» **Raw data**
+-------+
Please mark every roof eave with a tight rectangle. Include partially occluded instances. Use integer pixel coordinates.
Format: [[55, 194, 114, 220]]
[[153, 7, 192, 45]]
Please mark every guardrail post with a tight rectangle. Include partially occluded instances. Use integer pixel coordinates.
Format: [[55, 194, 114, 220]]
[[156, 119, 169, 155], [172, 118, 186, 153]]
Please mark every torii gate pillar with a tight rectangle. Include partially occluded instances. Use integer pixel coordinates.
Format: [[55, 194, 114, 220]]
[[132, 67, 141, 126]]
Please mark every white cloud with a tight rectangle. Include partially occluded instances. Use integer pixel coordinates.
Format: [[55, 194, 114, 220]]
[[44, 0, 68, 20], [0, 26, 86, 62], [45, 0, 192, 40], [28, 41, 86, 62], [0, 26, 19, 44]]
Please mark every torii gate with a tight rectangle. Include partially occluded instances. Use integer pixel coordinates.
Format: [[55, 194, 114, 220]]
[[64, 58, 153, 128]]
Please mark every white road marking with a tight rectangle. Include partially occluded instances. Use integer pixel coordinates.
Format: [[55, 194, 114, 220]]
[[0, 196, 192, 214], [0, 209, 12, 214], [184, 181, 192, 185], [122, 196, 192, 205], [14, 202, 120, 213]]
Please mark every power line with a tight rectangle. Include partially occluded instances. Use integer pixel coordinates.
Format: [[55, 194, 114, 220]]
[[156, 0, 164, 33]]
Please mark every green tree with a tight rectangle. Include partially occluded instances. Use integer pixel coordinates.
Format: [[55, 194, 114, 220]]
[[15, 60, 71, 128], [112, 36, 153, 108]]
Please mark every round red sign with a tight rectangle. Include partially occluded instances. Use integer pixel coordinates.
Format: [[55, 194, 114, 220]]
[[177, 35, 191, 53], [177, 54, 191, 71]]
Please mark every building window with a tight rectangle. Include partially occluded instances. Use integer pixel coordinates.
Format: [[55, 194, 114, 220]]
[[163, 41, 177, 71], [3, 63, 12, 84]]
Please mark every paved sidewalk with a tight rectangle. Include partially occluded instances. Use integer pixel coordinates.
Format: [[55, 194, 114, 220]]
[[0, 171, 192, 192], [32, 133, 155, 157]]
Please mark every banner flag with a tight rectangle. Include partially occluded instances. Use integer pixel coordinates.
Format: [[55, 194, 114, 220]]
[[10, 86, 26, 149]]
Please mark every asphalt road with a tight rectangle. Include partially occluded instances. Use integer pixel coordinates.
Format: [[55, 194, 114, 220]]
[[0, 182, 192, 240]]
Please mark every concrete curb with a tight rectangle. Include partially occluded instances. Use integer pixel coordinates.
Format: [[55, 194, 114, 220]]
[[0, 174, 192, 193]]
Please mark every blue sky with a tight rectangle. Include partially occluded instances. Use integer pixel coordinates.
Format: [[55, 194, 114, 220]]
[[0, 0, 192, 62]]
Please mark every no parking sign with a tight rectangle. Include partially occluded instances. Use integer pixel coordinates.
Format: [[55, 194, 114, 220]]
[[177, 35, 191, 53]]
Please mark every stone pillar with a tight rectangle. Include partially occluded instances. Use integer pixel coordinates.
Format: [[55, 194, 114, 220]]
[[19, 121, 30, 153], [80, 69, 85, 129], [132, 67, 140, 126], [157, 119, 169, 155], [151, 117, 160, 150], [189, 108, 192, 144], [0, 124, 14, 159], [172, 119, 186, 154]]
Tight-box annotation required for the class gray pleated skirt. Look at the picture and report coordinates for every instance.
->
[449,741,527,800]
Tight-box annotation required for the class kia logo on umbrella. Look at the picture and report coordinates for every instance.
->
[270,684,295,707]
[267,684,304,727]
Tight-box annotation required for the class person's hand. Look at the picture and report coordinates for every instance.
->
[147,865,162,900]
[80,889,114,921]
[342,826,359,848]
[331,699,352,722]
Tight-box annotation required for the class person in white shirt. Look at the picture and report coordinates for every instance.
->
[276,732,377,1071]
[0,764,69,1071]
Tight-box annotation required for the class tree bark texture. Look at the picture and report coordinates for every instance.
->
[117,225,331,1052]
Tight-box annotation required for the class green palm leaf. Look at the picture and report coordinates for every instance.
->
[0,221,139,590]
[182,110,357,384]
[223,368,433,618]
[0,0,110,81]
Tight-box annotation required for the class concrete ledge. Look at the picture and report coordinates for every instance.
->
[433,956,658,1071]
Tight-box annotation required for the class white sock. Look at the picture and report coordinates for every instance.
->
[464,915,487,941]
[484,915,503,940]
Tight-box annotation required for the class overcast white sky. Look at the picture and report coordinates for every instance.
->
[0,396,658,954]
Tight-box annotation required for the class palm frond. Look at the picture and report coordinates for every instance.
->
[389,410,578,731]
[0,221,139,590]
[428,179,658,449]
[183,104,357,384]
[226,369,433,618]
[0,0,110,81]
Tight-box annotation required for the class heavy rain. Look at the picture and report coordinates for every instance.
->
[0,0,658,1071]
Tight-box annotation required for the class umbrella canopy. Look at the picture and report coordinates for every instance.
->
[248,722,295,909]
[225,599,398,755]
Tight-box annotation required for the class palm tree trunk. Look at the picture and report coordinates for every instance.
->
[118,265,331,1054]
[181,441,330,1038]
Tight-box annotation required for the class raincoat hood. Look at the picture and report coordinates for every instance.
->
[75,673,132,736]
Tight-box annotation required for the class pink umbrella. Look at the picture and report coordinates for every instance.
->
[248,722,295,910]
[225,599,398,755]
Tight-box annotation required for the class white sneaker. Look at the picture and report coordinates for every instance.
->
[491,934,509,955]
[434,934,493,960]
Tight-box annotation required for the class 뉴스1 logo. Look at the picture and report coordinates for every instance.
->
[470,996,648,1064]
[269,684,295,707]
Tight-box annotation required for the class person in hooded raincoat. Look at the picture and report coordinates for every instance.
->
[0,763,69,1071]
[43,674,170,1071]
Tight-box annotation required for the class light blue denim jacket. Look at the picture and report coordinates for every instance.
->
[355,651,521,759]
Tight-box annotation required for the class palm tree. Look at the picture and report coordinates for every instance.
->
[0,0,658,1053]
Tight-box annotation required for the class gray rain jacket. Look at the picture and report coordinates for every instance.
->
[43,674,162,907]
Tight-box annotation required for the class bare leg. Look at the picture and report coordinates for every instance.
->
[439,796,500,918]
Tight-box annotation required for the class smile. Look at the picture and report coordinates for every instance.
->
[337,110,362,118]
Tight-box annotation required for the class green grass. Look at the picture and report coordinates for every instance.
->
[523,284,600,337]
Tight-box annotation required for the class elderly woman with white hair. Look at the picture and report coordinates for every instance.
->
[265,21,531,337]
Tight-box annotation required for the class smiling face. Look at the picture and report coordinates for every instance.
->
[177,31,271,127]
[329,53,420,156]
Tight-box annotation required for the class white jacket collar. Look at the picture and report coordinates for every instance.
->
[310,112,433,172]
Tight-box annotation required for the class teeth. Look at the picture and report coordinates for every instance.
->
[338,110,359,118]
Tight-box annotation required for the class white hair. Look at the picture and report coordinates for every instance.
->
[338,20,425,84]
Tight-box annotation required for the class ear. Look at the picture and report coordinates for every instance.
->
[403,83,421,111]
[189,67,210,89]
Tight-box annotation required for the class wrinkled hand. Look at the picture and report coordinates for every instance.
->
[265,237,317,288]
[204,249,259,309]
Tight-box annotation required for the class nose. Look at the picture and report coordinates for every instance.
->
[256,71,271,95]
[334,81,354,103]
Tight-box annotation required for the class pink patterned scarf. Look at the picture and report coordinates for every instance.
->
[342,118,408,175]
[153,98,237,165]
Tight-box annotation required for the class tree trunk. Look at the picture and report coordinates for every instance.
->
+-------+
» **Written problem**
Rewrite the entries from the start through the line containing "[[15, 60, 71, 128], [112, 36, 153, 108]]", changing "tight rectangle" to "close-fitting box" and leaving everything else as it is.

» **Written reply**
Please mark every roof eave with a close-fitting box. Include partially occluded instances. Use integer pixel coordinates.
Format: [[55, 194, 114, 220]]
[[153, 7, 192, 45]]
Please mark every guardrail post with a close-fitting box. Include partially occluded instances. Use integer pixel coordinates.
Format: [[55, 194, 114, 220]]
[[156, 119, 169, 155], [172, 118, 186, 153]]
Please mark every torii gate pillar with a close-fitting box. Include partially occluded instances. Use integer pixel coordinates.
Format: [[55, 194, 114, 220]]
[[132, 67, 141, 126]]
Please mark every white cloud with a close-fitting box. Include partially occluded instances. Use integer pixel coordinates.
Format: [[55, 194, 114, 220]]
[[44, 0, 68, 20], [0, 26, 86, 62], [45, 0, 192, 40], [28, 41, 86, 62], [0, 26, 19, 44]]
Please mark every torii gate with a close-fitting box. Include partially occluded instances. Use integer pixel coordinates.
Format: [[55, 194, 114, 220]]
[[64, 58, 153, 128]]
Please mark every white road marking with a close-fitting box. Include partially occluded instances. Use integer pixel coordinates.
Format: [[55, 194, 114, 220]]
[[0, 196, 192, 214], [0, 209, 12, 214], [184, 181, 192, 185], [122, 196, 192, 205], [14, 202, 120, 213]]
Please mark every power line with a close-fitting box. Include partially occluded instances. Use integer pixel coordinates.
Format: [[55, 194, 114, 220]]
[[156, 0, 164, 33]]
Please mark every green tree with a close-fitting box. Include partially occluded instances. Use integer pixel coordinates.
Format: [[55, 194, 114, 220]]
[[15, 60, 71, 128], [112, 36, 153, 108]]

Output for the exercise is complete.